# [PROBLEM REQUIREMENTS]
Using the entries below, return word for word the lines from the one containing "red shirt with a single pin per instance." up to and including the last.

# [TASK INPUT]

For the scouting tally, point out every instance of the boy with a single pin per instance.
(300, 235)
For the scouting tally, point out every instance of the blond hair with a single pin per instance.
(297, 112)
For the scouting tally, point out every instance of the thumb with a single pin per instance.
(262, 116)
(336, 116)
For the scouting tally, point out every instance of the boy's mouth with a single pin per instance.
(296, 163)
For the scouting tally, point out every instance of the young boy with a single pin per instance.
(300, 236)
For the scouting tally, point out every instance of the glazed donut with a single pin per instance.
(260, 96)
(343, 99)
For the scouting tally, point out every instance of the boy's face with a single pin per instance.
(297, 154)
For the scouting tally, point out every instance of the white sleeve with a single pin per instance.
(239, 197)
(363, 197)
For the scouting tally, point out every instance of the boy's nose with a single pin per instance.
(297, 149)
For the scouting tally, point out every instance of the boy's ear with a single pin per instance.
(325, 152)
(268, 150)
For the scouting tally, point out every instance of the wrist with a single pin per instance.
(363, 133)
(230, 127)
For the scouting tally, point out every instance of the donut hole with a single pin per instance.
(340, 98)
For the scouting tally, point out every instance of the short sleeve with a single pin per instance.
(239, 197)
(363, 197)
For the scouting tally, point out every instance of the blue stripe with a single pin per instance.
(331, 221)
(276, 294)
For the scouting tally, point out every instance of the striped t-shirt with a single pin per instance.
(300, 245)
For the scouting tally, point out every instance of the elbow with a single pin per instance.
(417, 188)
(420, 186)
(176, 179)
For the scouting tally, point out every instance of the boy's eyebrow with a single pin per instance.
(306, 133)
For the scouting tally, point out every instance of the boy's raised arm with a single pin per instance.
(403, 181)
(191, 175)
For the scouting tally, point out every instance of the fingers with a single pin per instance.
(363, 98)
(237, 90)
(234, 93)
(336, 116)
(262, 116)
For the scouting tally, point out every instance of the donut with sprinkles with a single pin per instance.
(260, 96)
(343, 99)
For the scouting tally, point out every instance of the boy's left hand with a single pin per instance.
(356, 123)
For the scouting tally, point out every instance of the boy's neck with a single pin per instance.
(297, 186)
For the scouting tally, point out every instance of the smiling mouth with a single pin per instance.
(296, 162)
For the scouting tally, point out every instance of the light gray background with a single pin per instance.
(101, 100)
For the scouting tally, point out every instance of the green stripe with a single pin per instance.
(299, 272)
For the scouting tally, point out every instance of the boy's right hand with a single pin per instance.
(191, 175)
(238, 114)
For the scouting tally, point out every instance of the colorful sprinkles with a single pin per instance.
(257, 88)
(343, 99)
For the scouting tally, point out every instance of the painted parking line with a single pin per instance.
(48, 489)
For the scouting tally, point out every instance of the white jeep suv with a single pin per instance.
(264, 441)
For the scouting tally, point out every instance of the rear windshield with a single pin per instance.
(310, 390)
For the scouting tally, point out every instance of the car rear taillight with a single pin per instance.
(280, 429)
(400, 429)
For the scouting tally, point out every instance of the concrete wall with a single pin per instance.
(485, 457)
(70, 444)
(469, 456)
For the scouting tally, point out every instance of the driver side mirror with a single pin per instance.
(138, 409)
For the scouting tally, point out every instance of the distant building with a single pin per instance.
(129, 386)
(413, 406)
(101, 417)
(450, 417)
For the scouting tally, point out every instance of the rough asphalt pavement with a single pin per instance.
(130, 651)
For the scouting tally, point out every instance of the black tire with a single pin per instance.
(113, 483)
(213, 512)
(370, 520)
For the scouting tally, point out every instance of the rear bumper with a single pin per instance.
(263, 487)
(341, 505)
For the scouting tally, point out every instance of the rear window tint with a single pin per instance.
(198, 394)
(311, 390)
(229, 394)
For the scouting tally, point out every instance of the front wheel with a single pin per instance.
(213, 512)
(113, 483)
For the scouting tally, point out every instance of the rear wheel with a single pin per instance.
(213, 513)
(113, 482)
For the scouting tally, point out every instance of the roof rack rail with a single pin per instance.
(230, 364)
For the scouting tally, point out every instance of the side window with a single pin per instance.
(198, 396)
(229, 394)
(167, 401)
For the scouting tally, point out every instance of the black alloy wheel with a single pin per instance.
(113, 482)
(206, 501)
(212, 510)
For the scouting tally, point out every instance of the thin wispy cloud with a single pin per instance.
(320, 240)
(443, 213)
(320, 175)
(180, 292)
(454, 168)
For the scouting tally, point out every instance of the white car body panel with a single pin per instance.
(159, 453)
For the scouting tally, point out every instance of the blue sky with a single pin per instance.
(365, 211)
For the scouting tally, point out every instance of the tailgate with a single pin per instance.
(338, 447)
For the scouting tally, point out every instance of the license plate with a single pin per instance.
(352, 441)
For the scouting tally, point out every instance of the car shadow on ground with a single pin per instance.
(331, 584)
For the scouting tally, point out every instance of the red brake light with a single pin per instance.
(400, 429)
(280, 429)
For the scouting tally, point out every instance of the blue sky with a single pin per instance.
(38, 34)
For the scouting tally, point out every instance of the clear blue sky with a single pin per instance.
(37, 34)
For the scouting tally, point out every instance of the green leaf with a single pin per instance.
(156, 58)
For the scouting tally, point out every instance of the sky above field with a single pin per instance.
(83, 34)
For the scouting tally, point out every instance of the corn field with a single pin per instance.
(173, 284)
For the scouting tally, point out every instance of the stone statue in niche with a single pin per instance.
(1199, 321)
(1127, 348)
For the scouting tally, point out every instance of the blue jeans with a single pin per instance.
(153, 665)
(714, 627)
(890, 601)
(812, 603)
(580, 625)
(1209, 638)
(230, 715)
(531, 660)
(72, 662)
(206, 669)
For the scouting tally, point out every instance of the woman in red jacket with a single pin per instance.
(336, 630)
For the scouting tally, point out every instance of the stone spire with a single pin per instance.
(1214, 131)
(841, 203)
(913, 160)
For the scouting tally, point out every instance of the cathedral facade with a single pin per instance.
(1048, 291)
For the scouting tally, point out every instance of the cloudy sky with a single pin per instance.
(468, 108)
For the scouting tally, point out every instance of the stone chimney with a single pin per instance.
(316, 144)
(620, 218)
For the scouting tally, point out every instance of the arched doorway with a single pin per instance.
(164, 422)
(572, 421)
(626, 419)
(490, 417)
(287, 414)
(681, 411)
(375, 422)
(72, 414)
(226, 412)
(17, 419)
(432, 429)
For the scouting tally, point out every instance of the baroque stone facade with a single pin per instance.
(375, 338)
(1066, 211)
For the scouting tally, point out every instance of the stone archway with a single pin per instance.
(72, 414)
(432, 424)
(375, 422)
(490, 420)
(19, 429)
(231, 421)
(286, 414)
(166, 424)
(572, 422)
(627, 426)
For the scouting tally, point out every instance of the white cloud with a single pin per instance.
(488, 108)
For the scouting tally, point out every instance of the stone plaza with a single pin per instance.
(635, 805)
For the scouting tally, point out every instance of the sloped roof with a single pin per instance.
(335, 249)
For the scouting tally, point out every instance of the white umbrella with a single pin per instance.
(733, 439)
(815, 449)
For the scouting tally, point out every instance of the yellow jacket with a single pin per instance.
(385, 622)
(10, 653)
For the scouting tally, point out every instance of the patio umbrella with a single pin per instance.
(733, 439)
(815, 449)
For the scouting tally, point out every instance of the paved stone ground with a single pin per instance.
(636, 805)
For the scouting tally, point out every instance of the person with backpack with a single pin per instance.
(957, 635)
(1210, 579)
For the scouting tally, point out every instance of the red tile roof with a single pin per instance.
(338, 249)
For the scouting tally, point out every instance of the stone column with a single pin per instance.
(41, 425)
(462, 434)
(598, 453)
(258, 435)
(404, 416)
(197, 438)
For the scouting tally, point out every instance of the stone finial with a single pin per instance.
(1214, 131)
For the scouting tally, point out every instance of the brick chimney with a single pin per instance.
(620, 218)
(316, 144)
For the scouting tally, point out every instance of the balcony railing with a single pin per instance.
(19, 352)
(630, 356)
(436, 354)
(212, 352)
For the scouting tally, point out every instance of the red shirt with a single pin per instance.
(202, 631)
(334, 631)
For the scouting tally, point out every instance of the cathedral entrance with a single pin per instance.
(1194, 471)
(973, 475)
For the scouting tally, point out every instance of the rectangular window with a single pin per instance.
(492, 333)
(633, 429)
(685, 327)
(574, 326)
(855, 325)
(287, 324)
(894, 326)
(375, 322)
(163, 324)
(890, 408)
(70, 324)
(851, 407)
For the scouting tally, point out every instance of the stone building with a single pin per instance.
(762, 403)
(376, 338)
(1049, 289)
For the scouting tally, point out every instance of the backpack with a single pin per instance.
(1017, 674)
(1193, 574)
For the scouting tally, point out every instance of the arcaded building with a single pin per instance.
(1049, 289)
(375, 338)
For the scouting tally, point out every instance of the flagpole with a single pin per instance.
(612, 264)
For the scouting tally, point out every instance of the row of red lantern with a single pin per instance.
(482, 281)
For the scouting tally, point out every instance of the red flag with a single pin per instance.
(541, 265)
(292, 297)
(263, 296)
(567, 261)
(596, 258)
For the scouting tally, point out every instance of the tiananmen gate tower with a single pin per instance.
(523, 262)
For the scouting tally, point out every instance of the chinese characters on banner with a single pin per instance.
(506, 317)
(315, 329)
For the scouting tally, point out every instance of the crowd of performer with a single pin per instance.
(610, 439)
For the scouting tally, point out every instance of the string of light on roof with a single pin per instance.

# [REPLY TO THE EXERCISE]
For the scouting tally, point out every instance of the red shirt with a single pin per instance.
(202, 631)
(334, 631)
For the scouting tally, point out every instance of the cathedral entrance with a single pin per instance.
(1194, 471)
(973, 475)
For the scouting tally, point out every instance of the rectangular window with a single pin per instance.
(492, 333)
(633, 429)
(685, 327)
(574, 326)
(855, 325)
(287, 324)
(894, 326)
(375, 322)
(163, 324)
(890, 408)
(70, 324)
(851, 407)
For the scouting tally, point out every instance of the stone building with a single pin per instance.
(762, 403)
(376, 338)
(1049, 289)
For the scouting tally, point out every instance of the backpack with a single pin per instance.
(1017, 674)
(1193, 574)
For the scouting tally, point out every instance of the arcaded building with a single pin per instance.
(1049, 289)
(375, 338)
For the scouting tally, point out every instance of the flagpole with a single pin per instance.
(612, 264)
For the scouting tally, point out every instance of the row of red lantern with a single pin per instance.
(482, 281)
For the scouting tally, point out every instance of the red flag with a single pin per instance.
(541, 265)
(292, 297)
(263, 296)
(567, 261)
(596, 258)
For the scouting tally, point out every instance of the tiananmen gate tower with a single pin per instance.
(523, 262)
For the scouting tally, point out every instance of the chinese characters on banner with a single pin per instance.
(506, 317)
(315, 329)
For the scouting tally, point out every instance of the crowd of performer with a single pin per instance.
(610, 439)
For the scouting tally, point out every instance of the string of light on roof with a single pin per instance.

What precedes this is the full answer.